(ARTICLE)
------------------------

The chaos of October 7 unfolded with merciless speed. Around 2 p.m., as Ran battled to keep the terrorists at bay, an IDF force arrived, misreading the scene. Sharona, who was with her husband moments before, recalled the shouts from outside: “Terrorist, terrorist!” She watched Ran race upstairs to respond, then heard the soldiers call out “second floor.”

Desperate, she leaned from a window, screaming, “Don’t shoot! Don’t shoot!” and urged Ran to retreat to the safe room. “I shouted, ‘Quick, come in, they think you’re a terrorist,’” she said. He was steps away from safety when the gunfire erupted. “The second he entered the house, they sprayed the entire floor,” she recounted. Ran fell, killed by a bullet intended for the enemy he had been fighting.

Sharona’s account of that moment is steeped in a haunting clarity. “If they had approached the door or tried to negotiate, they would have realized it was us,” she said, her words heavy with what might have been.

The IDF has suggested a sniper fired the fatal shot, but Sharona believes it was a squad unloading a barrage of bullets in a frantic sweep. “Everything happened very quickly,” she said. “There was an unbearable trigger-happiness.” Yet, standing beside her husband’s body, surrounded by young soldiers with “frightened faces,” she found herself offering absolution. “I told them I wasn’t angry and I understood the mistake,” she said, a gesture of grace amid her grief. “These were 19- and 20-year-old guys who thought there was a hostage situation, determined to save Jews.”

Ran’s death was not an isolated tragedy that day. The IDF investigation, presented by figures including Major General Dan Goldfus and Lieutenant Colonel Yaron Sitbon, revealed that at least two other civilians in Nahal Oz—teenager Tomer Eliaz-Arava and his mother, Dikla—were likely killed by Israeli fire in similar errors, part of the fog of war that enveloped the kibbutz as 180 terrorists infiltrated in three waves.

The briefing began with an apology: “We’re sorry we failed to protect you,” the officers told residents, a stark admission of the military’s collapse on a day that saw 15 locals murdered and two still held captive in Gaza.

For Sharona, the investigation brought answers, however incomplete. “We got answers—it was a tragic mistake,” she said. She met with the Givati Brigade commander and Lieutenant Colonel Sitbon, who had been at their home after the shooting, piecing together the sequence of events.

Ran, a member of the kibbutz’s emergency response team, was posthumously recognized as an IDF casualty, a soldier in spirit if not in uniform that day. “He was like Rambo,” Sharona said, conjuring an image of a man who refused to cower. “He wouldn’t have let anyone put him in the safe room to hide.”

------------------------

(DATA EXCERPT)
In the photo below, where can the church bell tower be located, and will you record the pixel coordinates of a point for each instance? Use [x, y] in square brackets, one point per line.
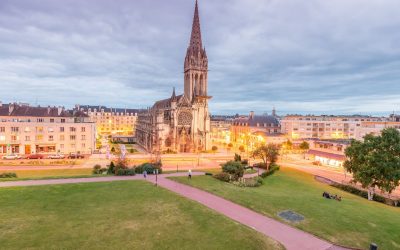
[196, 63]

------------------------

(TASK STATEMENT)
Answer these questions from the article about Nahal Oz:
1. Around what time did the IDF force arrive?
2. How many terrorists infiltrated the kibbutz, and in how many waves?
3. Whom did Sharona say Ran was like?

(THE OUTPUT)
1. Around 2 p.m.
2. 180 terrorists, in three waves.
3. Rambo.